**TÂCHE DEMANDÉE 1:** Recopiez le passage du texte sur le surf et le flow qui commence par « Pour se changer » et se termine par « notion de Flow. ».
**TÂCHE DEMANDÉE 2:** Écrivez la suite du texte sur le surf et le flow, juste après sa dernière phrase.

**TEXTE À LIRE:**
········

Pour se changer les idées par ces temps obscurs pour la Science, je vous propose une petite parenthèse qui me permettra aussi de fêter mes 5000 abonnés. Je vais vous parler d’un article qui couple deux choses que j’aime bien : le surf et la notion de Flow.
Pour commencer ce thread un peu "feel good", je vais vous présenter les principaux éléments, du surf (ci dessous) et du flow. Bon, le surf ça va être simple, c’est ce qu’on retrouve ci-dessous. Après, il existe différentes pratiques dans le surf, du fish au longboard.
Bon, revenons à la psychologie avec une autre notion, le Flow …Mais de quoi parle-t-on exactement ?
C’est un concept qui vient de la psychologie positive et qui a été proposé dans les années 70 par Csikszentmihalyi (prononcé Chicks-sent-me-high ).

········

**ENREGISTREMENTS BRUTS:**

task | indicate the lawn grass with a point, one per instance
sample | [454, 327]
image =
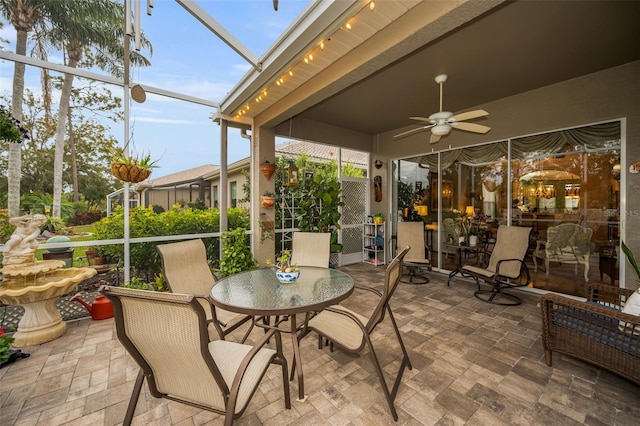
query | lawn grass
[77, 251]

········

**RÉPONSE 1:**
Pour se changer les idées par ces temps obscurs pour la Science, je vous propose une petite parenthèse qui me permettra aussi de fêter mes 5000 abonnés. Je vais vous parler d’un article qui couple deux choses que j’aime bien : le surf et la notion de Flow.

**RÉPONSE 2:**
On parle de quoi ? Pour Nakamura & Csikszentmihalyi, (2002), c’est un état de concentration intense, d’absorption intense, d’engagement profond dans la tâche. Dans cet état, les individus agissent automatiquement sans contrôle conscient sur leurs actions.
Cette expérience optimale est intrinsèquement gratifiante. Le truc, c’est que cette une expérience optimale devient en elle-même une récompense ce qui pousse les apprenants à répliquer les expériences de Flow.
Elle se déclenche dans des conditions particulières : quand il y a un équilibre entre les demandes cognitives de la tâche et les compétences ce qui génère de la concentration, de l’intérêt ou de l’amusement. Souvent on me dit, c’est de la concentration ? Pas tout à fait
C’est un état de conscience altérée qui arrive quand il y a un équilibre entre compétences et demandes cognitives de la tâche / une activité cohérente, sans demande contradictoire avec feedbacks clairs et un objectif clair pour la tâche.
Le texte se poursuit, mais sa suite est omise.